Start of Text segment

Vanity Press or Monopoly Busters?

A few months ago, I got an email from “iConcept Press” inviting me to write a book chapter in their IR journal based on my AAAI paper. I ignored it, like I ignored another email in a similar vein from another “publishing house”, and found at least one blogger who was just as suspicious at this seemingly mass solicitation.

You see, in the academy we are conditioned to believe that the lower chances of acceptance, the better the venue for publishing, so if you’re willing to accept me to your club right from the start – huh, forget it!

A couple of weeks ago I got another mail from them. This time, the happy bunch invited me to be a reviewer on one of their books. Now, that was really amusing – if not a writer, then I’d be a reviewer? pathetic, I thought. But is the picture really this simple?

It was interesting, first, to see that they do actually use a peer-review system, even if perhaps not a super-duper double-blind system. And then I started wondering, is that conditioning for favoring low-acceptance publications really still relevant in the self-publishing era?

I remember when I published my first paper on AAAI, I was quite outraged at the idea that you have to pay, then to give away all copyrights, and then be used as a money bait for readers, as the publication meant I could not give free access to my own readers, unless I pay again. In a time when publishing your words on the web is such a common privilege, that seems plain wrong.

Back in the times when publishing was a costly process, high selection rate guaranteed that subscribers won’t waste their money sponsoring the print of low-quality papers. Furthermore, anything not printed had a very low chance of getting read by other researchers, not to mention cited, and so readers relied on editors to indeed include only the best. Nowadays, papers are read mostly online, and if your paper is accessible to search engines, that suffices – whoever finds your research useful will read and cite it. This Wikipedia entry has the whole story in a nutshell.

So as for myself – I still did not publish or review in iConcept press, but I am now less dismissive of this somewhat disruptive industry; not because it will win over the established venues, but because it will accelerate the move towards decentralized and online publishing, better fit for our era.

Death of a News Reader

Dave Winer says I don’t read his posts. He’s right, I admit. I skim.

End of Text segment

**Work instructions:**
(a) In the blog post on vanity presses, what did the first email from iConcept Press invite the writer to do?
(b) Rewrite the part of the blog post on vanity presses that begins at the words "Vanity Press or" and stops after "really this simple?", putting "referee" wherever "reviewer" appears.

Start of Material provided

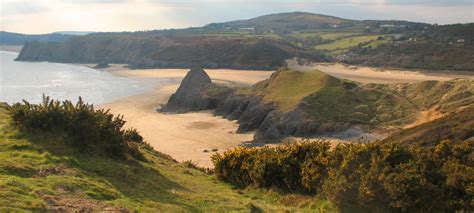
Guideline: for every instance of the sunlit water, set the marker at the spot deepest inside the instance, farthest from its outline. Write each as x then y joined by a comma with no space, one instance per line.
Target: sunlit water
29,80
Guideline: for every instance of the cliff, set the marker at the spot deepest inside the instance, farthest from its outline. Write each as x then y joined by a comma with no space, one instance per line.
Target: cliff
306,104
196,92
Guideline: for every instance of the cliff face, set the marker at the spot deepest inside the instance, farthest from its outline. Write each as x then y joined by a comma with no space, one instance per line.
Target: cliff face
306,104
139,51
191,94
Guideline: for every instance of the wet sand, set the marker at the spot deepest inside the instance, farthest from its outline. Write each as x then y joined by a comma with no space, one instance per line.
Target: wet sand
191,136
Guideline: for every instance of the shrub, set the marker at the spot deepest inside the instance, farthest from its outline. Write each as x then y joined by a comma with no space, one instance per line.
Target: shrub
375,177
90,130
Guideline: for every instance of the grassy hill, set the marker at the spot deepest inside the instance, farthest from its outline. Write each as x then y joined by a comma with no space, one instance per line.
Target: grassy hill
311,103
40,172
456,127
284,23
266,42
167,51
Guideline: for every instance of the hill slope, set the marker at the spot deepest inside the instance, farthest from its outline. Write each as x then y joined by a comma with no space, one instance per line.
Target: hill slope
312,103
265,42
284,23
456,127
38,172
164,51
8,38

End of Material provided

**Answers for this exercise:**
(a) It invited the writer to write a book chapter in their IR journal based on the writer's AAAI paper.

(b)
Vanity Press or Monopoly Busters?

A few months ago, I got an email from “iConcept Press” inviting me to write a book chapter in their IR journal based on my AAAI paper. I ignored it, like I ignored another email in a similar vein from another “publishing house”, and found at least one blogger who was just as suspicious at this seemingly mass solicitation.

You see, in the academy we are conditioned to believe that the lower chances of acceptance, the better the venue for publishing, so if you’re willing to accept me to your club right from the start – huh, forget it!

A couple of weeks ago I got another mail from them. This time, the happy bunch invited me to be a referee on one of their books. Now, that was really amusing – if not a writer, then I’d be a referee? pathetic, I thought. But is the picture really this simple?